▶ TASK DIRECTIONS
How many lines in the listing below contain the string "green"? Reply with the number alone.

* * * *

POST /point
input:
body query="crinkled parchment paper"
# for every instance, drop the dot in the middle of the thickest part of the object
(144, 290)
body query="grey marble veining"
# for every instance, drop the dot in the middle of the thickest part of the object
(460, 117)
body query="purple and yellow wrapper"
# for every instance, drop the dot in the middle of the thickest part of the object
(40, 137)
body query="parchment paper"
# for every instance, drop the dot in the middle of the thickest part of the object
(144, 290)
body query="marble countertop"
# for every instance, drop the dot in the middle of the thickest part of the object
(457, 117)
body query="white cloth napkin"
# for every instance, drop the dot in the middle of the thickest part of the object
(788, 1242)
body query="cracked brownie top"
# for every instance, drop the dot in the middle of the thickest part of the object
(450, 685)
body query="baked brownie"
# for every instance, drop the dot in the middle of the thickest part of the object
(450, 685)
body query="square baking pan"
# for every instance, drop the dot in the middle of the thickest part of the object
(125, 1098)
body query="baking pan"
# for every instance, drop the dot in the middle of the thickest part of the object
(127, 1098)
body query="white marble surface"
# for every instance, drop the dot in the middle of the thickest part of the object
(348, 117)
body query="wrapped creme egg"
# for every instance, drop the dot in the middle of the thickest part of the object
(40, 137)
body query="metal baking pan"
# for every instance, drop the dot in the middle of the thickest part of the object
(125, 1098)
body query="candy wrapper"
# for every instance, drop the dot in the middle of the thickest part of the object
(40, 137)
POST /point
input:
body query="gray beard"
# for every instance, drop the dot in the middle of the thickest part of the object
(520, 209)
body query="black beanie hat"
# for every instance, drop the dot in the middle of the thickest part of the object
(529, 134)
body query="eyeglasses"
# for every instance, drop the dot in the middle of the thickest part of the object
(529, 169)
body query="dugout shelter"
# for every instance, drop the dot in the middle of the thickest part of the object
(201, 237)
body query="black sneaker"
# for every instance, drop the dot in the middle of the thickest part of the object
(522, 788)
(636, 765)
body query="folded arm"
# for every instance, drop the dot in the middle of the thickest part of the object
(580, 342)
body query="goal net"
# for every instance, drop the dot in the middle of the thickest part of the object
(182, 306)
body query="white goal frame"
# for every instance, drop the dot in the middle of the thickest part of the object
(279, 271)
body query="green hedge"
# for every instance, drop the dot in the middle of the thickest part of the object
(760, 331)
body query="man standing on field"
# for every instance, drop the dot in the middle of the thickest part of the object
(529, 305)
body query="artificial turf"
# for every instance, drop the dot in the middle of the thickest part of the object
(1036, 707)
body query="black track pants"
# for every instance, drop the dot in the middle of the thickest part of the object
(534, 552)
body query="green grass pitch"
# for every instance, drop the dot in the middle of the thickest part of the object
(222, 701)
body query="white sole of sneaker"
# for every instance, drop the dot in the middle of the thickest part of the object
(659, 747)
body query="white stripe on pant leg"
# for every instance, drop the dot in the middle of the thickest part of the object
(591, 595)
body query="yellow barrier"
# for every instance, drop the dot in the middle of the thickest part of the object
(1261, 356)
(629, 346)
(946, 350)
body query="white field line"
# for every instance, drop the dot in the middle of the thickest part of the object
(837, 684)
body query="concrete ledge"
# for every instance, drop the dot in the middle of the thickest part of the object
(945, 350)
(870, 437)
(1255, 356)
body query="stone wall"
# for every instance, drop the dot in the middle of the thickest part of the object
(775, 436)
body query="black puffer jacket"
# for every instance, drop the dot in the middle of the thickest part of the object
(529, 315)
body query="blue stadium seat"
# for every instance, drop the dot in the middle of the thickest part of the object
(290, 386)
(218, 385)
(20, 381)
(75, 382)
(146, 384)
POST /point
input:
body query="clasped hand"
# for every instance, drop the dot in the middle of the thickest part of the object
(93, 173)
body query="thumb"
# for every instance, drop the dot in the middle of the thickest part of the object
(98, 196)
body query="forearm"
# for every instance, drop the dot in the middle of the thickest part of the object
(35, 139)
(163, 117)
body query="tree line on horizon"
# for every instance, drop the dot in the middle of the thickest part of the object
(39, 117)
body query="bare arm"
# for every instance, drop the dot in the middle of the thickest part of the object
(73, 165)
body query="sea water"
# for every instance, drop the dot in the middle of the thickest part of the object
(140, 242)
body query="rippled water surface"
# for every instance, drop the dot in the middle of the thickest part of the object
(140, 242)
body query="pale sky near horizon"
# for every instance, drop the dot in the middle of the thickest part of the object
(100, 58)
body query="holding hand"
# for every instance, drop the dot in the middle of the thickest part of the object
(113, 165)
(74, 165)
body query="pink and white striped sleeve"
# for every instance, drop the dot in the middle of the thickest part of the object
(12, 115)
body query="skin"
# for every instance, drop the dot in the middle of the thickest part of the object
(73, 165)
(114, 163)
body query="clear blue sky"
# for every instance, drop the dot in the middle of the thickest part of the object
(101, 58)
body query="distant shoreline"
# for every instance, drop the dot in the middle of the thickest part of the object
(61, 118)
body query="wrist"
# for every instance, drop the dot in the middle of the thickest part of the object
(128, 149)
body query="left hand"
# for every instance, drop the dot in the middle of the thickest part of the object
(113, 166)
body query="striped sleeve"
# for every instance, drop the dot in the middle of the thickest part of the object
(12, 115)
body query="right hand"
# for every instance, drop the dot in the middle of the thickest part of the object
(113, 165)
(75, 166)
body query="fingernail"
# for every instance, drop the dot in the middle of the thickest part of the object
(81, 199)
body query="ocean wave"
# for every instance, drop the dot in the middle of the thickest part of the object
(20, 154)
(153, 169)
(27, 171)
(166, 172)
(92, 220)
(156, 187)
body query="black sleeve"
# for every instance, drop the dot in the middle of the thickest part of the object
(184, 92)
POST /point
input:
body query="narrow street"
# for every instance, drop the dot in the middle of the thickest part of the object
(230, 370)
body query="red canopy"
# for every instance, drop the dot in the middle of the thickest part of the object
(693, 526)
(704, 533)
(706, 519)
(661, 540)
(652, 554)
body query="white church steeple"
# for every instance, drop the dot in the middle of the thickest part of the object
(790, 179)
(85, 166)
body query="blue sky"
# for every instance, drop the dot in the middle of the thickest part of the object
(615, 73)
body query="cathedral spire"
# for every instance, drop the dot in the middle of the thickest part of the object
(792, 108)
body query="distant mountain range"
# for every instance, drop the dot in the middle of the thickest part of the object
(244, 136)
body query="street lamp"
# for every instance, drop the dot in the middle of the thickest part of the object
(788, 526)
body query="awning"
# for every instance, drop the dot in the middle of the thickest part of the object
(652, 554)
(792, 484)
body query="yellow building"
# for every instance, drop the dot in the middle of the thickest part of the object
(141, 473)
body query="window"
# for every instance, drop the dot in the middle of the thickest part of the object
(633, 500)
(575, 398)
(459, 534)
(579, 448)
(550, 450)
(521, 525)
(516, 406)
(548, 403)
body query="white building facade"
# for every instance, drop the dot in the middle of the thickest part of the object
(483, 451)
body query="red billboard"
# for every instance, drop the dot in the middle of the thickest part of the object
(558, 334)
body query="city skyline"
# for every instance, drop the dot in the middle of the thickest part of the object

* * * *

▶ RESPONSE TO THE TASK
2